→ **Instruction**:
Copy every line of the records below without changing a single character.

:::::

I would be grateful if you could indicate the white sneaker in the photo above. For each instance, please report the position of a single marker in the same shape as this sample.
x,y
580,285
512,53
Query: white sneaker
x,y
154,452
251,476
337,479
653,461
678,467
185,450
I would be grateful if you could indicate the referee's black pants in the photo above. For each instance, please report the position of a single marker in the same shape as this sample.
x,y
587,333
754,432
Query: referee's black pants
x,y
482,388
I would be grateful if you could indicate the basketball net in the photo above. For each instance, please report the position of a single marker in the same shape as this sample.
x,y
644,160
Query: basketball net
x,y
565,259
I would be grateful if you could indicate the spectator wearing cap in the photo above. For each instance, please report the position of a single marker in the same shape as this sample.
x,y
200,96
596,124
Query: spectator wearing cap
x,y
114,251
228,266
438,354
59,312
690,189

:::::

→ **Reply to the exercise**:
I would be grateful if you could indicate the white sneaker in the photo above. For each instance, please report the position of a single marker in the same shape as this sample.
x,y
580,285
512,53
Query: white sneaker
x,y
154,452
251,476
337,479
653,461
678,467
185,450
I would be grateful if you could indicate the referee's black pants in the photo above. For each instance, please report the position of a single marker in the same shape as this sample.
x,y
587,333
754,432
Query: referee's black pants
x,y
482,388
I would be grateful if you could indicate the basketball net in the photo above. For each instance, please report the position of a single marker in the same shape as this sample.
x,y
644,160
Query: basketball net
x,y
565,259
I would be grateful if you could indicate the spectator wearing cap in the photo above. For each instance, please report the position of a single marker in the same shape as this sample.
x,y
200,96
596,124
Query: spectator wearing cap
x,y
114,251
228,266
438,354
59,312
690,189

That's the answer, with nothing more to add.